**PROBLEM DESCRIPTION**
Repeat every entry exactly. Pictures stay out.

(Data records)
• • • •

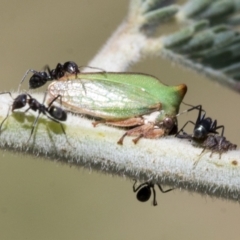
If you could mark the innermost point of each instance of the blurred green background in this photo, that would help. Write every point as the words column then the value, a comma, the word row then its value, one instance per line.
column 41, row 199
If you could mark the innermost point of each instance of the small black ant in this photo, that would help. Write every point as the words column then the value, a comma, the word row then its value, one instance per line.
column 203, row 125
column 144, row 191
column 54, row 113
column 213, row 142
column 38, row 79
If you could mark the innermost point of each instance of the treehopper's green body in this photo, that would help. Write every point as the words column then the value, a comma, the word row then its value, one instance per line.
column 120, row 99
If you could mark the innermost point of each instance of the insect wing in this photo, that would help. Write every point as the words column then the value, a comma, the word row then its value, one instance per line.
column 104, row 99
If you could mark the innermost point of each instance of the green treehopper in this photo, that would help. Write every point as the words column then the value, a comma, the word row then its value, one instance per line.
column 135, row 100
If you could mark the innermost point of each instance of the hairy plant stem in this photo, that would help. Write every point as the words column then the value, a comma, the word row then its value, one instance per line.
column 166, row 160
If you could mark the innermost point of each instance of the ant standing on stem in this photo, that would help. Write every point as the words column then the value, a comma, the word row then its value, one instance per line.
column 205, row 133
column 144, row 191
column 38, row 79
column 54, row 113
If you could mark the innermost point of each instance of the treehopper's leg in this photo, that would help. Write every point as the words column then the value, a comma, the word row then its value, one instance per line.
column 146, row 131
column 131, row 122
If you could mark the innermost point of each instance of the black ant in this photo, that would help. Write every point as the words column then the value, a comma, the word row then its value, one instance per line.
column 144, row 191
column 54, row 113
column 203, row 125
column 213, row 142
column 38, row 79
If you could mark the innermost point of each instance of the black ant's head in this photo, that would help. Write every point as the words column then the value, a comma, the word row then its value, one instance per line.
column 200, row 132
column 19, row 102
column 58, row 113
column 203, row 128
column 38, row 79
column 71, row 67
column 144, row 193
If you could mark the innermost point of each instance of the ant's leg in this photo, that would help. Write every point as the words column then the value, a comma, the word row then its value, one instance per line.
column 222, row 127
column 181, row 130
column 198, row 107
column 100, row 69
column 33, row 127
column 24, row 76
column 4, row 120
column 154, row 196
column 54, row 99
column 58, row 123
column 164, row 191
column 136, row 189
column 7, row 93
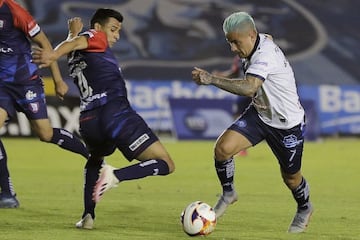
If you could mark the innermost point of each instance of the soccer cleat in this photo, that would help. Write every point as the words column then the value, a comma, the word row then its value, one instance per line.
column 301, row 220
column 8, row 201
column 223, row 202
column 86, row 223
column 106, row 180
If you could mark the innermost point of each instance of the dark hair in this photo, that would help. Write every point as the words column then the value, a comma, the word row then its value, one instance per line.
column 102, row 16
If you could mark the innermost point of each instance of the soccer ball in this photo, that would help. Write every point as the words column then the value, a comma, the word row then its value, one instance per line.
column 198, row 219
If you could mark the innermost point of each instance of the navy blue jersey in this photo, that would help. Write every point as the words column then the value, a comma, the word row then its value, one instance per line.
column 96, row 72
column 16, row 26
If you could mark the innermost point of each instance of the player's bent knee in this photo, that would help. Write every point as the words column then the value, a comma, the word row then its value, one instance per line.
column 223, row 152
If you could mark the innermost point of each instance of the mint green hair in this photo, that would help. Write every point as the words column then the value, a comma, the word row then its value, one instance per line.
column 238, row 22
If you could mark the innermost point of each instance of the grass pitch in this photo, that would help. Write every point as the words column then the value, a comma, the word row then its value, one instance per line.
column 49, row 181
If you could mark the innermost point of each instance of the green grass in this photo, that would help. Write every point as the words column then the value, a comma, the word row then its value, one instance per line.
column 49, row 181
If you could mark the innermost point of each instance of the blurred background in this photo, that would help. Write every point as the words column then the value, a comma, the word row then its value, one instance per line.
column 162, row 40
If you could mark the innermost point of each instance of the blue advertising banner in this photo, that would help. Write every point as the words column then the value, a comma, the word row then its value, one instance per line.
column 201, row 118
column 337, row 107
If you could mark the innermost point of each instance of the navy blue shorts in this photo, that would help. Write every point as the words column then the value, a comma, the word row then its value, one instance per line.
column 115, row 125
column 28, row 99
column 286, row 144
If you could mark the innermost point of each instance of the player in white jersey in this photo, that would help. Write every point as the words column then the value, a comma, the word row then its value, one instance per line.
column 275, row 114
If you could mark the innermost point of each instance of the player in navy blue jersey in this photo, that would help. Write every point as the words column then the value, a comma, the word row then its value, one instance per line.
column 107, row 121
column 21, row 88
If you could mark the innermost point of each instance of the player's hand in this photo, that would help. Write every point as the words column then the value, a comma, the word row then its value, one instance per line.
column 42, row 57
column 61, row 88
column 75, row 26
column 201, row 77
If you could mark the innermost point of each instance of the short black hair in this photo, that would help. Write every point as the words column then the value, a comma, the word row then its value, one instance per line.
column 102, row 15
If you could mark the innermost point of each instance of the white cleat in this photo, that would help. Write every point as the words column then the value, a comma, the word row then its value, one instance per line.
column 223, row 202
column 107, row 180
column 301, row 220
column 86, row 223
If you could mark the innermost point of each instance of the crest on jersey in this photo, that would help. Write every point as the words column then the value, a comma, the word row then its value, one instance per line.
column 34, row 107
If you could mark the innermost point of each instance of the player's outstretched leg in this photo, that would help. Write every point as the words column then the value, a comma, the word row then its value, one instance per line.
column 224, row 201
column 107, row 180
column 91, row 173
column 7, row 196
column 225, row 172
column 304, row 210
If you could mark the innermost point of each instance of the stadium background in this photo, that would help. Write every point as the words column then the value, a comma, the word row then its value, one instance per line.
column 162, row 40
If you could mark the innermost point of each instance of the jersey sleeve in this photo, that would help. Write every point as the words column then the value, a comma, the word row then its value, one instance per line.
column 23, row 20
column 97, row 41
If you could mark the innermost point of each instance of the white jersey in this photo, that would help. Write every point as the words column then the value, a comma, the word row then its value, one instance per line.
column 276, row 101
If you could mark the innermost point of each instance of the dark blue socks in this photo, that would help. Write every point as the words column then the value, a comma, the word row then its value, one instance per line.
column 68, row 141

• • • •

**YOUR SOLUTION**
If you could mark the innermost point of each instance of the blurred green background in this photo, that would help. Write every point as the words column then the value, a comma, the word row then its value, one instance per line.
column 41, row 199
If you could mark the innermost point of each instance of the small black ant in this photo, that would help. Write every point as the words column then the value, a comma, the word row then its value, one instance per line.
column 203, row 125
column 144, row 191
column 54, row 113
column 213, row 142
column 38, row 79
If you could mark the innermost point of each instance of the treehopper's green body in this photo, that would help. Write every point as the words column then the value, a comma, the word row then its value, one instance per line.
column 120, row 99
If you could mark the innermost point of each instance of the insect wing in this photo, that would help. Write every point as the words column then the value, a comma, the word row then its value, one instance per line.
column 104, row 99
If you could mark the innermost point of each instance of the green treehopper in this photo, that would help. Write every point as the words column then the value, a comma, the word row then its value, one instance per line.
column 135, row 100
If you could mark the innermost point of each instance of the hairy plant stem in this photo, that would help. Write every point as the words column then the value, a comma, the word row then its value, one instance per line.
column 166, row 160
If you could mark the innermost point of each instance of the ant standing on stem in this photo, that would help. Write every point as the words column then the value, a comma, the word row then its value, one instance per line.
column 205, row 133
column 144, row 191
column 38, row 79
column 54, row 113
If you could mark the innermost point of each instance of the treehopper's leg in this photo, that would help. Write every point as the words column then the value, a comma, the word row then its value, one instance per line.
column 146, row 131
column 131, row 122
If you could mark the innermost point of each instance of the black ant in this photo, that would help. Write every point as the words column then the value, a comma, the word row then its value, one instance per line.
column 144, row 191
column 54, row 113
column 203, row 125
column 213, row 142
column 38, row 79
If you could mark the innermost point of each instance of the black ant's head in this photo, that would help. Write every point as the words column then the value, a comma, the word row then its value, one instance per line.
column 200, row 132
column 19, row 102
column 58, row 113
column 203, row 128
column 38, row 79
column 71, row 67
column 144, row 193
If you could mark the innermost point of each instance of the ant's leg in this photo, that would help. Write every point as the words column then the value, a comma, the word row then its value, one instance per line.
column 222, row 127
column 181, row 130
column 198, row 107
column 100, row 69
column 33, row 127
column 24, row 76
column 4, row 120
column 154, row 196
column 54, row 99
column 58, row 123
column 164, row 191
column 136, row 189
column 7, row 93
If you could mark the innermost point of each instance of the soccer cleat in this photo, that would help. Write every point as the words column then the value, a comma, the word row then its value, one instance per line.
column 301, row 220
column 8, row 201
column 223, row 202
column 86, row 223
column 106, row 180
If you could mark the innermost point of each instance of the dark hair in this photo, that would help. Write every point as the words column then the value, a comma, the word row then its value, one instance per line.
column 102, row 16
If you could mark the innermost point of each instance of the soccer ball in this photo, that would help. Write every point as the words column then the value, a comma, the word row then its value, one instance per line.
column 198, row 219
If you could mark the innermost point of each instance of the navy blue jersey in this photo, that would help. Write every point as the words column then the value, a comma, the word row then its value, one instance per line.
column 96, row 72
column 16, row 26
If you could mark the innermost point of each instance of the player's bent knee in this photo, that would help. Write every point as the words column then the value, a comma, the word row then its value, one instance per line.
column 223, row 152
If you could mark the innermost point of each instance of the mint green hair in this photo, that would help. Write every point as the words column then the value, a comma, the word row then its value, one instance per line.
column 238, row 22
If you could mark the innermost point of each instance of the grass pitch in this photo, that would help. Write every point as the words column then the value, a comma, the word row then its value, one instance per line.
column 49, row 181
If you could mark the innermost point of each instance of the green grass in this photo, that would help. Write every point as the words column then the value, a comma, the word row then its value, one instance per line.
column 49, row 181
If you could mark the innermost point of each instance of the blurred background in this photo, that would help. Write every point as the words column then the value, a comma, the word row then its value, one instance per line.
column 162, row 40
If you could mark the innermost point of each instance of the blue advertising banner in this photo, that would help. Write every point as the words column then the value, a comma, the word row then its value, one instance per line.
column 201, row 118
column 337, row 107
If you could mark the innermost point of each instance of the navy blue shorts in this photo, that would help. Write every point as the words column then the value, a comma, the word row then its value, one instance per line.
column 115, row 125
column 28, row 99
column 286, row 144
If you could mark the innermost point of each instance of the player in white jersey in this photo, that would help. Write every point as the words column then the value, a comma, the word row then its value, one instance per line.
column 275, row 114
If you could mark the innermost point of each instance of the player in navy blue jersey in this photo, that would help. Write every point as the words column then the value, a comma, the word row then its value, one instance per line.
column 107, row 121
column 21, row 88
If you could mark the innermost point of each instance of the player's hand in this photo, that would help. Write every point as the words column then the value, a comma, the word row then its value, one instance per line.
column 42, row 57
column 61, row 88
column 75, row 26
column 201, row 77
If you could mark the innermost point of each instance of the short black hair in this photo, that would help. Write every point as the words column then the value, a comma, the word row then its value, one instance per line.
column 102, row 15
If you could mark the innermost point of each instance of the white cleat in this photo, that would help. Write every point as the words column then the value, a comma, the word row then its value, one instance per line.
column 223, row 202
column 107, row 180
column 301, row 220
column 86, row 223
If you could mark the innermost point of each instance of the crest on jersey in this photo, that would help. Write every point as the words column then the value, a comma, the word row then its value, one instance per line.
column 34, row 107
If you could mark the innermost point of each instance of the player's outstretched leg in this photo, that would help. Write every point as the words column then the value, a comma, the word row then its value, one instance per line.
column 224, row 201
column 107, row 180
column 91, row 173
column 7, row 196
column 225, row 172
column 304, row 210
If you could mark the innermost point of each instance of the stadium background in this photo, that would help. Write every point as the words column then the value, a comma, the word row then its value, one instance per line.
column 162, row 40
If you could mark the innermost point of each instance of the jersey sleeve in this photo, that would help. Write every point as the words column then the value, a comma, the word row then its value, one instance per line.
column 23, row 20
column 97, row 41
If you could mark the innermost point of each instance of the white jersey in this photo, that would help. Write every point as the words column then the value, a comma, the word row then its value, one instance per line.
column 276, row 101
If you could mark the innermost point of each instance of the dark blue socks in this photo, that would help. Write every point as the words column then the value, a comma, the word row then its value, one instance per line.
column 68, row 141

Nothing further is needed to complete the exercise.